> _Action item_:
Reproduce word for word the lines from the beginning of the entries to the line with "Q: Please detect the cookie", both included, but none of the pictures.

:: Provided material ::

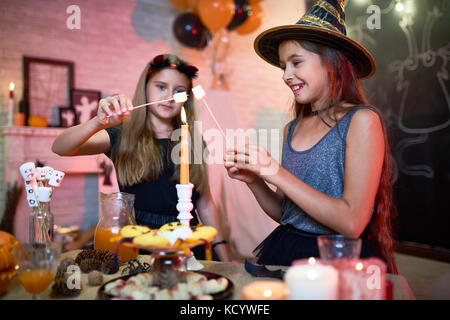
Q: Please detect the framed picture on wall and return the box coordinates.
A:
[23,56,75,126]
[71,89,101,125]
[58,107,76,128]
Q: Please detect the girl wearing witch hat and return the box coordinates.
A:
[224,0,397,273]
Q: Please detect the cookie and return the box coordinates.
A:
[189,226,217,242]
[159,221,188,233]
[133,232,170,247]
[120,225,152,238]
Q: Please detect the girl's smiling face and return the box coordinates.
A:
[146,68,190,122]
[279,40,330,109]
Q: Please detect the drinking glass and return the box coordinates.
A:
[317,235,362,260]
[12,242,61,299]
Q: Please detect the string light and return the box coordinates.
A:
[354,0,408,15]
[395,0,405,12]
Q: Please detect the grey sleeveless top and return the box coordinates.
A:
[280,106,375,234]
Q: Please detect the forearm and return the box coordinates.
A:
[271,168,363,237]
[52,116,105,156]
[247,178,283,223]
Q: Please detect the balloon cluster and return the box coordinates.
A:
[171,0,264,49]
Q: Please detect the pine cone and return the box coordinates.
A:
[50,275,81,297]
[56,258,76,278]
[79,258,102,273]
[75,249,120,274]
[100,259,119,274]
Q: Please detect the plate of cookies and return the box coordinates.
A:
[118,222,218,252]
[97,270,234,300]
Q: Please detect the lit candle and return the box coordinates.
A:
[284,258,339,300]
[242,280,288,300]
[8,82,14,126]
[9,82,14,99]
[180,106,189,184]
[332,258,387,300]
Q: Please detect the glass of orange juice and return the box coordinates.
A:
[12,243,61,299]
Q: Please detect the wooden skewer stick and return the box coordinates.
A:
[106,97,175,118]
[200,98,232,147]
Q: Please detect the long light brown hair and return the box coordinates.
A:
[293,40,398,274]
[112,55,207,194]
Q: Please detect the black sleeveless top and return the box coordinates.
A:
[105,124,200,229]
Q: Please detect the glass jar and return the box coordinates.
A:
[29,187,54,244]
[152,251,187,289]
[94,192,138,263]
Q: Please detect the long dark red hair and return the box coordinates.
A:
[294,40,398,274]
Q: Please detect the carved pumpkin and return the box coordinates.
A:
[0,231,19,270]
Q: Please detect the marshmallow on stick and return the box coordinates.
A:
[192,85,232,146]
[19,162,37,182]
[35,167,47,186]
[20,162,40,207]
[49,170,65,187]
[43,166,54,181]
[107,92,188,117]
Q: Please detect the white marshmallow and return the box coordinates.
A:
[157,226,193,246]
[36,167,47,181]
[27,197,38,207]
[43,166,54,180]
[25,181,37,198]
[49,170,65,187]
[173,92,188,103]
[19,162,37,181]
[192,85,206,100]
[37,187,52,202]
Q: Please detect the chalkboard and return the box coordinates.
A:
[306,0,450,251]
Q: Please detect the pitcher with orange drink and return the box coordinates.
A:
[94,192,138,263]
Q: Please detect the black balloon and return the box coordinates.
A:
[173,13,211,49]
[226,0,251,31]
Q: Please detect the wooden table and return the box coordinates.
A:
[1,250,416,300]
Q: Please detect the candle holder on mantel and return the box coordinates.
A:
[176,183,194,226]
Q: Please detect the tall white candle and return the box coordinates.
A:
[284,260,339,300]
[8,82,14,126]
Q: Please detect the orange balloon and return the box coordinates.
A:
[197,0,235,33]
[248,0,262,4]
[236,3,263,35]
[170,0,190,10]
[188,0,200,13]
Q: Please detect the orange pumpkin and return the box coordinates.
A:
[0,266,16,295]
[0,231,19,270]
[27,115,48,127]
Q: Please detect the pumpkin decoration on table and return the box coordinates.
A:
[0,231,20,295]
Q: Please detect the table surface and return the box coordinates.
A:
[1,250,416,300]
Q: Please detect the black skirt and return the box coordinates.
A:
[254,224,386,266]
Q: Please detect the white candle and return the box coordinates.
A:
[8,82,14,126]
[284,261,339,300]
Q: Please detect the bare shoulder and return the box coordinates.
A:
[349,107,382,132]
[347,107,384,148]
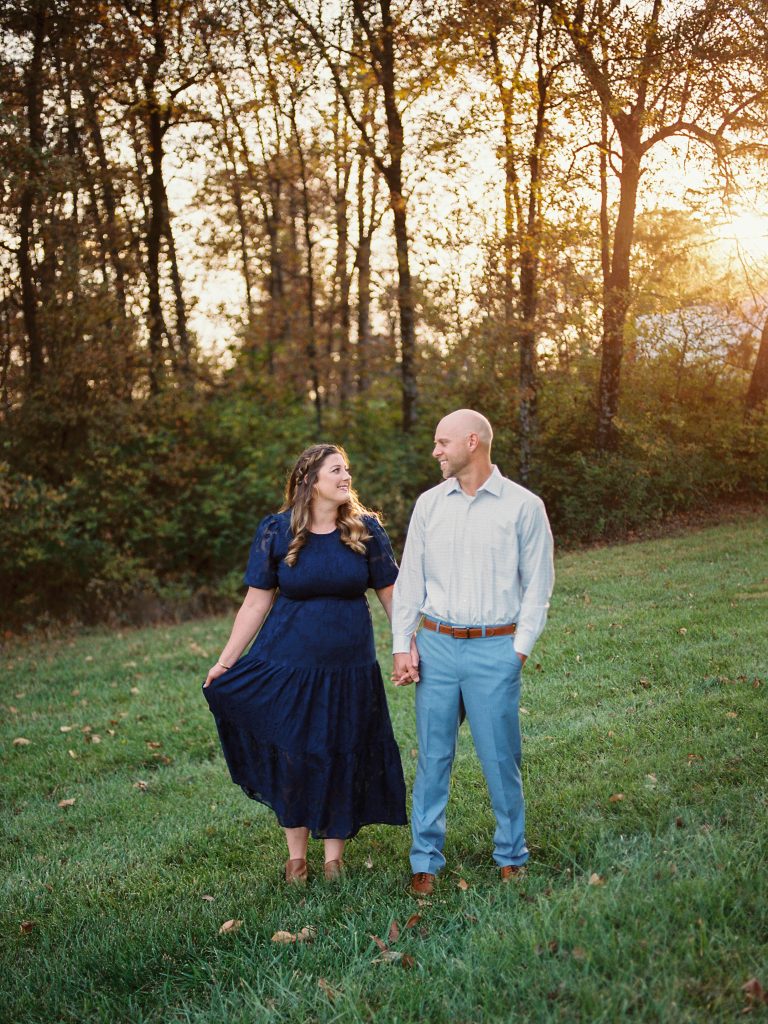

:::

> _Written solution_:
Q: Please detect the framed picture on wall and return the box coordinates.
A:
[23,56,75,126]
[71,89,101,125]
[58,107,76,128]
Q: Please detect the girl wearing witch hat and return the box coordinates.
A:
[224,0,397,273]
Q: Please detect the cookie and return the box coordinates.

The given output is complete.